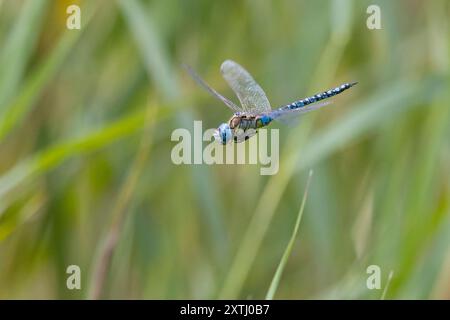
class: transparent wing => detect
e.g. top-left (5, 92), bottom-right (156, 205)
top-left (184, 65), bottom-right (242, 112)
top-left (269, 101), bottom-right (331, 126)
top-left (220, 60), bottom-right (271, 114)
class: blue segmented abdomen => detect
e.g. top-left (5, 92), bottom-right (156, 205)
top-left (280, 82), bottom-right (357, 110)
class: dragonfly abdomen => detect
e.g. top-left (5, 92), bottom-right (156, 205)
top-left (281, 82), bottom-right (357, 110)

Task to carry out:
Copy out every line of the records above word for word, but leave out the pictures.

Response below:
class: transparent wing => detect
e.g. top-left (5, 92), bottom-right (156, 205)
top-left (184, 65), bottom-right (242, 112)
top-left (269, 101), bottom-right (331, 126)
top-left (220, 60), bottom-right (271, 114)
class: blue segmented abdomen => detect
e.g. top-left (5, 92), bottom-right (156, 205)
top-left (280, 82), bottom-right (357, 110)
class: dragonfly abdomen => detect
e.g. top-left (5, 92), bottom-right (156, 205)
top-left (281, 82), bottom-right (357, 110)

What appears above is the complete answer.